Quote all of the entries word for word.

_ _ _

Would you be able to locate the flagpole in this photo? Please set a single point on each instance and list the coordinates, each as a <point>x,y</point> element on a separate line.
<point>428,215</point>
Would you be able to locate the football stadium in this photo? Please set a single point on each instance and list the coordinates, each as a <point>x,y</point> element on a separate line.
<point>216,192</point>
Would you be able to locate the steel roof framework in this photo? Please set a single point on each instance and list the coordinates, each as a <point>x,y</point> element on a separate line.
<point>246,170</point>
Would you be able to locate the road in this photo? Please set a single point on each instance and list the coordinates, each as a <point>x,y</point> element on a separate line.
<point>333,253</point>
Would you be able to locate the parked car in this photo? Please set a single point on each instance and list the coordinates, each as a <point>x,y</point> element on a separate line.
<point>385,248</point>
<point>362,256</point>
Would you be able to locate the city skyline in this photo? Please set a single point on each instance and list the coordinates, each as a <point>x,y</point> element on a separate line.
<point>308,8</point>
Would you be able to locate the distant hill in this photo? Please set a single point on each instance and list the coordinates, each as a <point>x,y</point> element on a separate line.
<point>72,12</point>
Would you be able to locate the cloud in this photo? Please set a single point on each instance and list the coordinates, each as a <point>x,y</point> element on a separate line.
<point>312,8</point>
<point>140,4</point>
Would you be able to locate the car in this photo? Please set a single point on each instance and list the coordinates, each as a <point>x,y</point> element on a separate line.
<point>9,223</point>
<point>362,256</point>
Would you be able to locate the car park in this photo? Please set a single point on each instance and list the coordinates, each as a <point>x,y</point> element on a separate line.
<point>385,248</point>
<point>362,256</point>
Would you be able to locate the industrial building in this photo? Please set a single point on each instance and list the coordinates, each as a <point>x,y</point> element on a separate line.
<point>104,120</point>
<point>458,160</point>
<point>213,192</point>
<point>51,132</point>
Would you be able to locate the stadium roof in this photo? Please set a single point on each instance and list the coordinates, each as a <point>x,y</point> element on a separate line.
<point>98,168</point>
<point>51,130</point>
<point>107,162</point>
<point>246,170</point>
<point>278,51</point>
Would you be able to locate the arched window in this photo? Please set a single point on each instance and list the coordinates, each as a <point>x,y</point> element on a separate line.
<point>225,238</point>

_ _ _

◆ Task result ◆
Would you be able to locate the flagpole in this photo? Please set a single point on each instance and list the coordinates, each as a <point>x,y</point> element on a separate line.
<point>428,215</point>
Would you be able to locate the football stadium in this photo? Please set a single point on each instance and list the coordinates, each as a <point>x,y</point> element on a separate line.
<point>216,192</point>
Would you be able to locate the steel roof framework in this photo? Please set a single point on each instance and list the coordinates, each as a <point>x,y</point> element on a separate line.
<point>246,170</point>
Would you be able to locate the road in this photo? Please set a single point on each instance and list the coordinates, each as a <point>x,y</point> element on a separate line.
<point>333,253</point>
Would you be able to locate the parked car in this photo? Please set a single point on each instance and list the coordinates, each as a <point>x,y</point> element on a separate line.
<point>385,248</point>
<point>362,256</point>
Would you be able to locate the city skyline in this photo? Please set a single point on each instance and list the coordinates, each as a <point>x,y</point> element on a separate line.
<point>308,8</point>
Would you be able to locate the distant hill in this photo? Please set a single point on each instance and list the coordinates, each as a <point>x,y</point> element on a separate line.
<point>72,12</point>
Would you be able to locate the cloud in this photo? Please set a single point on each instance and list the coordinates, each as a <point>x,y</point> element on a separate line.
<point>312,8</point>
<point>140,4</point>
Would you be able to locate the car in this photo? Please set a single point on each instance and list the coordinates, each as a <point>x,y</point> element on a separate line.
<point>9,223</point>
<point>362,256</point>
Would you be able to locate the car park in this photo? Please set a single point on each instance and list the coordinates, each as a <point>x,y</point> element on a separate line.
<point>385,248</point>
<point>362,256</point>
Would you be able to locate the industrial building in this photo? Please set a single point on each instance and list the coordinates, each as a <point>x,y</point> element on a separate line.
<point>104,120</point>
<point>458,160</point>
<point>213,192</point>
<point>51,132</point>
Would you be able to locate the stadium roof in this photo? Please set a single point on each instance and list the coordinates, each as a <point>x,y</point> element on a separate line.
<point>98,168</point>
<point>51,130</point>
<point>107,162</point>
<point>246,170</point>
<point>278,51</point>
Would you be able to locate the arched window in this photo? Please set a single point on each instance and list the coordinates, each as a <point>x,y</point> element on a separate line.
<point>225,238</point>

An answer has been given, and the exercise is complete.